==== PAGE ====

Event Handling Logic (Conceptual Flow)

  1. Ad Request Arrival: If no state exists for the key, the system initializes the state object, recording the request data and registering an Expiration Timer corresponding to the overall attribution window. In the sample code in the notebook, a timer is registered as rows for a grouping key arrive in the handleInputRows method. This helps keep the state data bounded over time.
  2. Ad Impression ("ack") Arrival: The state is updated, the impression is correlated with the tracked request, and the system may update or clean up state or emit output records.

The combination of RTM’s concurrent, low-latency execution and transformWithState’s precise, custom state control allows Spark to execute these complex, real-time correlation patterns accurately.

The stateful logic is encapsulated in the handleInputRows method of the LogRecordProcessor class, which extends the StatefulProcessor class, making it suitable for use with the grouped DataFrame's transformWithState method. Look in the adtechdata_stream_processor_scala notebook for this method:

 override def handleInputRows(
     key: String,
     inputRows: Iterator[InputRow],
     timerValues: TimerValues
 ): Iterator[LogRecord] = {
....

It is inside this method where complex, stateful logic resides. Two state variables (defined in the init method) are used:

  1. _ackLogRecordListState: "ack" records are tracked in a list. It is possible for the "request" message to arrive late. By keeping ack records in a "list state" structure, once a matching "request" message arrives, the matching elements can finally be emitted. And, remember, if the "request" never arrives, the timer that was set for the grouping key will ensure that the system does not grow state data in an unbounded manner.

==== GIVEN DATA ====

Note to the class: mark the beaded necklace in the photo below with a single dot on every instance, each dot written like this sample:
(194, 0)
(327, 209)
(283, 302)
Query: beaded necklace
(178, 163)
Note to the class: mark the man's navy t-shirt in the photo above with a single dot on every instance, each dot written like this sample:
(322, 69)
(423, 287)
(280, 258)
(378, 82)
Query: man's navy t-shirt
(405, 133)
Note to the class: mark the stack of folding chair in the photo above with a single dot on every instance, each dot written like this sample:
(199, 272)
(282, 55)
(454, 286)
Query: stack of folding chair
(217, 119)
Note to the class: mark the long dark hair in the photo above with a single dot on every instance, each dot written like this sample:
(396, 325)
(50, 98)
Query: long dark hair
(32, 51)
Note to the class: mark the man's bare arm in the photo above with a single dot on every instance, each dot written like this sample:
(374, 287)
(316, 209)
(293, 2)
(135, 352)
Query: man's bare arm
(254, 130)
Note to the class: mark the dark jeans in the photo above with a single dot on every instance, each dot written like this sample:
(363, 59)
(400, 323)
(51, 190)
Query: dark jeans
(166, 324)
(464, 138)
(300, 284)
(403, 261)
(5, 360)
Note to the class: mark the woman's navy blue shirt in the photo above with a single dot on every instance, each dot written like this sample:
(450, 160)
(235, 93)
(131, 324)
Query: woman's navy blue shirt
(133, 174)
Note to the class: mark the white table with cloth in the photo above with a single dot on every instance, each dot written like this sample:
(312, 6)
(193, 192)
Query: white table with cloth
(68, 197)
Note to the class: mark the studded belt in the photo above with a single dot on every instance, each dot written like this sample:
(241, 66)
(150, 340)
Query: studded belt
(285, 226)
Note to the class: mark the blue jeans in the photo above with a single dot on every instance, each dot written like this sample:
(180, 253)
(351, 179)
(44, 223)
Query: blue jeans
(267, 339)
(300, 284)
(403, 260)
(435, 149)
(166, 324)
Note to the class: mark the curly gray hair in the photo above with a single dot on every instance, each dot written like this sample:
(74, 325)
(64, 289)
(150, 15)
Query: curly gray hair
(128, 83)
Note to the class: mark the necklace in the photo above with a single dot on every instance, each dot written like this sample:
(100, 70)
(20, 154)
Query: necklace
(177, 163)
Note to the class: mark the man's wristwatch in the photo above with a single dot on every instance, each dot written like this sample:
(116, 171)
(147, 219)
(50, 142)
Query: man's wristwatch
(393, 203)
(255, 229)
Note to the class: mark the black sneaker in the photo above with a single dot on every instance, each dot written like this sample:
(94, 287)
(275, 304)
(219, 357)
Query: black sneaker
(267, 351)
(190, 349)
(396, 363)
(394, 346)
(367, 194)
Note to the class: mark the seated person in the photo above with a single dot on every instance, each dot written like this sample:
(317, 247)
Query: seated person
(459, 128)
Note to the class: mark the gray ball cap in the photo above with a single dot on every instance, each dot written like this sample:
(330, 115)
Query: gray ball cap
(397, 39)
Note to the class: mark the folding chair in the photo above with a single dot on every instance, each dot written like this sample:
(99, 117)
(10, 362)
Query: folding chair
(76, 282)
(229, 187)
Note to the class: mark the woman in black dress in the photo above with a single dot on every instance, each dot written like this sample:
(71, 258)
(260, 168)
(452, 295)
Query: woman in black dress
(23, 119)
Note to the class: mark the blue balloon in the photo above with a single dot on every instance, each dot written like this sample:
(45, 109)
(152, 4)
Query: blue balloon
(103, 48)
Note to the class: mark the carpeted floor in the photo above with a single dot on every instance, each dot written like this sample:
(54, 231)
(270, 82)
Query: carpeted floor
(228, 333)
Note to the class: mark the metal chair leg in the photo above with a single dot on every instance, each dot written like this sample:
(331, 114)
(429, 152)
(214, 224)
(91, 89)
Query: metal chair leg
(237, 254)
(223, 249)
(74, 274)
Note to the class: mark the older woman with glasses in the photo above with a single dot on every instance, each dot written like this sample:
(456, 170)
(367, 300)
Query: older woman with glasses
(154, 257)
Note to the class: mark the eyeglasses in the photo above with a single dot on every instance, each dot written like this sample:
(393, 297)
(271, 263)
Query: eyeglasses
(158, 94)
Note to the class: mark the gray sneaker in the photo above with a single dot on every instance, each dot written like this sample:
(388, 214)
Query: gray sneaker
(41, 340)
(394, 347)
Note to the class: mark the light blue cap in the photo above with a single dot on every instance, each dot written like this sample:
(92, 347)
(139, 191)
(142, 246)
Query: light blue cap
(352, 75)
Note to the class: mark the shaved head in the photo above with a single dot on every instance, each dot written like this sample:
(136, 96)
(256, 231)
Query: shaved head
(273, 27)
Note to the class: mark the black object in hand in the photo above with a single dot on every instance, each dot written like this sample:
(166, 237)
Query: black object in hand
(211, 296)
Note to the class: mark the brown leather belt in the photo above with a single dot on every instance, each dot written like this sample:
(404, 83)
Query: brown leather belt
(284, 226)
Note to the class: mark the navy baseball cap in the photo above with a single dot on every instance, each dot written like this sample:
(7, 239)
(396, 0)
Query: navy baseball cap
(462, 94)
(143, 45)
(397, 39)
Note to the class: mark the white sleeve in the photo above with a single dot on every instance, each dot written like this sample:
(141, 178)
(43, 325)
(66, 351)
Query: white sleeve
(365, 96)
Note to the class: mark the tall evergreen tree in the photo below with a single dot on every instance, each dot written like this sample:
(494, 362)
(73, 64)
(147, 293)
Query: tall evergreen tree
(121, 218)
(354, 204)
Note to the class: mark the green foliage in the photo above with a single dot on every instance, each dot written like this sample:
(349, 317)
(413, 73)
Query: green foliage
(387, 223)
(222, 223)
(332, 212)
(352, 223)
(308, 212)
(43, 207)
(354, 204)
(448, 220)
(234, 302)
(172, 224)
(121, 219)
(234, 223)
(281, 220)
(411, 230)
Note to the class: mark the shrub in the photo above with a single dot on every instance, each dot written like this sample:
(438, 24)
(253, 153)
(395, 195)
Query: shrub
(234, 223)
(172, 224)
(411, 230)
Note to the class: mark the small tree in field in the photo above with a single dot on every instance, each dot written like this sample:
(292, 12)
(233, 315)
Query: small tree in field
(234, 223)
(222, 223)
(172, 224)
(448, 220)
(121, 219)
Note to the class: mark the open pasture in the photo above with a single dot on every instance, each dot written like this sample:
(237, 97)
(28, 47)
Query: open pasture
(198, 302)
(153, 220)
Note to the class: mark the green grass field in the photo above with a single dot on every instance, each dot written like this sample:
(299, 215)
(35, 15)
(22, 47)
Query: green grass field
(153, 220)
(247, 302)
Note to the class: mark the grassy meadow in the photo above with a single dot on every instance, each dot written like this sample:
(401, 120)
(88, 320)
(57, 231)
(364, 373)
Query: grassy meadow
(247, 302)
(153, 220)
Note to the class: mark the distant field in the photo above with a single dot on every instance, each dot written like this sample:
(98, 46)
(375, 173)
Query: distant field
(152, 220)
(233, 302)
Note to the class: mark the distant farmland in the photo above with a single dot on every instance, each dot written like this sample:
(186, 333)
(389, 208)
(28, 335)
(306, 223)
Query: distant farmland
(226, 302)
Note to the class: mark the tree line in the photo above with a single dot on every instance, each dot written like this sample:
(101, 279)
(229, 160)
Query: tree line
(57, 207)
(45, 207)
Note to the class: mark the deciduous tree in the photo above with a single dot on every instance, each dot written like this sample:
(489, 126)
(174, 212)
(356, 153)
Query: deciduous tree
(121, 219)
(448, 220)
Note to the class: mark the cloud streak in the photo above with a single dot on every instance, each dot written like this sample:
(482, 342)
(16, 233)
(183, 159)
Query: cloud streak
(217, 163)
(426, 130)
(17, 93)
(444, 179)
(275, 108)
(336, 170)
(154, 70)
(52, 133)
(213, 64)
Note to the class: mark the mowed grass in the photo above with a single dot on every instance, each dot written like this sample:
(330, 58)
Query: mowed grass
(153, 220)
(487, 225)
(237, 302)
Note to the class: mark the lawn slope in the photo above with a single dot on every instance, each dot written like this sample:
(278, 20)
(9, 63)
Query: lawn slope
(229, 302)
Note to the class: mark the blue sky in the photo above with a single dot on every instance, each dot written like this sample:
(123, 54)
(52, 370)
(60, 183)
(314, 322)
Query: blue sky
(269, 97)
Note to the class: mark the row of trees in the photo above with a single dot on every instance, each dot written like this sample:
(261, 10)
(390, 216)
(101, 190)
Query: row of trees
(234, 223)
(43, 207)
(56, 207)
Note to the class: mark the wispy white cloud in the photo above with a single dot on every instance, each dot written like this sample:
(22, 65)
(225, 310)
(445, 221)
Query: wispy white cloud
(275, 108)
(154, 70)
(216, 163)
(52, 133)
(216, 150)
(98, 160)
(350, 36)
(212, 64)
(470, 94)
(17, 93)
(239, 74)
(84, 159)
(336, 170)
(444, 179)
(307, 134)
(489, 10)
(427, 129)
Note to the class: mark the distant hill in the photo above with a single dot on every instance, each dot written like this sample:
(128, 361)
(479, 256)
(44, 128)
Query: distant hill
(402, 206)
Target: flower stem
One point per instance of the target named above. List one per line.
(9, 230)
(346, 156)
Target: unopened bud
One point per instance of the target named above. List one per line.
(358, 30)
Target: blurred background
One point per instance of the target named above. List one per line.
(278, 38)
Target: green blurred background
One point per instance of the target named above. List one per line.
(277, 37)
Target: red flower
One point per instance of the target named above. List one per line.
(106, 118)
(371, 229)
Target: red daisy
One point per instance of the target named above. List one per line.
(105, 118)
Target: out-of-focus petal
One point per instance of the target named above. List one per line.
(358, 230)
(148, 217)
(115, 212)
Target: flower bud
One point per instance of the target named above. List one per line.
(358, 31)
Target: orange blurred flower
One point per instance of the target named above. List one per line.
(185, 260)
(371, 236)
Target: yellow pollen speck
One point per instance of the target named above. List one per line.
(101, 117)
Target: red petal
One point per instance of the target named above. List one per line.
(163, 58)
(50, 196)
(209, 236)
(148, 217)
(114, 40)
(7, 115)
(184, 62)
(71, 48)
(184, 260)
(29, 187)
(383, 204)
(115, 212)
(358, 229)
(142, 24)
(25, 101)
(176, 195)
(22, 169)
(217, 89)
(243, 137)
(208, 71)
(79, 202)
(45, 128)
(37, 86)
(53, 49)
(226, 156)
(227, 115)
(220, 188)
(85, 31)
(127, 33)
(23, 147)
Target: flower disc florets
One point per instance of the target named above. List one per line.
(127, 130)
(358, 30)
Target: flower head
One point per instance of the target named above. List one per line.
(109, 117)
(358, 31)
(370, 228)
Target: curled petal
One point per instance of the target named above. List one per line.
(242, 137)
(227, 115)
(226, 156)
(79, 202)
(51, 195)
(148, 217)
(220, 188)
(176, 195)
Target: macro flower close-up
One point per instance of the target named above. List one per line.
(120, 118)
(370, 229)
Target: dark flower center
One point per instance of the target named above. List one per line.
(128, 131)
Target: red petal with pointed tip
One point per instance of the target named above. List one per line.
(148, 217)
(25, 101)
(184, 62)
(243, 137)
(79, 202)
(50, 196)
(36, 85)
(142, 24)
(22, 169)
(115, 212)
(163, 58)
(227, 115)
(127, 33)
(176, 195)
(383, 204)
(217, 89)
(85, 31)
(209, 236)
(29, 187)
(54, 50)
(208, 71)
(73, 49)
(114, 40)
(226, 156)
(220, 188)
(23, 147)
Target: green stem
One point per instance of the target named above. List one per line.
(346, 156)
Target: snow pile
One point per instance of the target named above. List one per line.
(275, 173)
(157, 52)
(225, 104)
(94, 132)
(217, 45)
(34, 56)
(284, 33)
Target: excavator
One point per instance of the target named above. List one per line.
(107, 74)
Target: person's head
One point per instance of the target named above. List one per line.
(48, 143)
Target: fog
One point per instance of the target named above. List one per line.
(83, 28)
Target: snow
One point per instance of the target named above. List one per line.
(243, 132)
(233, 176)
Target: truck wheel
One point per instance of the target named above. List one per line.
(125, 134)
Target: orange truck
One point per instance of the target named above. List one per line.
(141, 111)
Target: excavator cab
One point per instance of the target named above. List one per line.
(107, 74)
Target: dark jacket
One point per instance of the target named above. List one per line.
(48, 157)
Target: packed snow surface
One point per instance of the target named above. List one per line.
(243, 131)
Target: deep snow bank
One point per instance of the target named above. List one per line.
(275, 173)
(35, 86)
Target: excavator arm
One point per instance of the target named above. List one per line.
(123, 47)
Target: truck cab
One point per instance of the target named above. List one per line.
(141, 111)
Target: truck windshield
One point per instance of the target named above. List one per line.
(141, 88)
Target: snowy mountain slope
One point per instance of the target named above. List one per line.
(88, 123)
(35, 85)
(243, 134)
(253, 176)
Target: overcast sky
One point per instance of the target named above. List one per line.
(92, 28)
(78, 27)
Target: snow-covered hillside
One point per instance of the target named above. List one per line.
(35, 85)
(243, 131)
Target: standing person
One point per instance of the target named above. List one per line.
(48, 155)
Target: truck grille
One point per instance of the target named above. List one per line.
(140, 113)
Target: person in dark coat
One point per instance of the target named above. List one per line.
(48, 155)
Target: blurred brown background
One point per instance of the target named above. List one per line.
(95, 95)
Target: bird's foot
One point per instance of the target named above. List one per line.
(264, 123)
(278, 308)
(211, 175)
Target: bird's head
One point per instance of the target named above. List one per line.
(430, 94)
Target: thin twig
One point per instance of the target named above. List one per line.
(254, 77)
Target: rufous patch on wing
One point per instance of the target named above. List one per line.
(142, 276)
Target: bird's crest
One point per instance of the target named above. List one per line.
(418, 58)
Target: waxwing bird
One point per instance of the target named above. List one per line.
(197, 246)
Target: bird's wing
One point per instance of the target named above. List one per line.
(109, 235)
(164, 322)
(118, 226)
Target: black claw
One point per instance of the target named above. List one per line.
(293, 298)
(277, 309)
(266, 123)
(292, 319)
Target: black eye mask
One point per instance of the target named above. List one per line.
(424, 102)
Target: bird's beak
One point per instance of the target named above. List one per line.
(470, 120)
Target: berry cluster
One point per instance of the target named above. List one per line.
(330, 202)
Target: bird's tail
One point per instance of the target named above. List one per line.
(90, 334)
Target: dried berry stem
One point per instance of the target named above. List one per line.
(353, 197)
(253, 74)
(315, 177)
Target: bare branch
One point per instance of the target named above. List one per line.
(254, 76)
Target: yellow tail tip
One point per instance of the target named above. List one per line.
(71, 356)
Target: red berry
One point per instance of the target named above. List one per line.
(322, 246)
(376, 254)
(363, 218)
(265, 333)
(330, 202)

====

WHAT TO WORK ON
- A) In the Spark page, which class does LogRecordProcessor extend?
- B) Transcribe the stretch of the Spark page from "The combination of" through "correlation patterns accurately.".

ANSWERS BELOW
- A) The StatefulProcessor class.

- B)
The combination of RTM’s concurrent, low-latency execution and transformWithState’s precise, custom state control allows Spark to execute these complex, real-time correlation patterns accurately.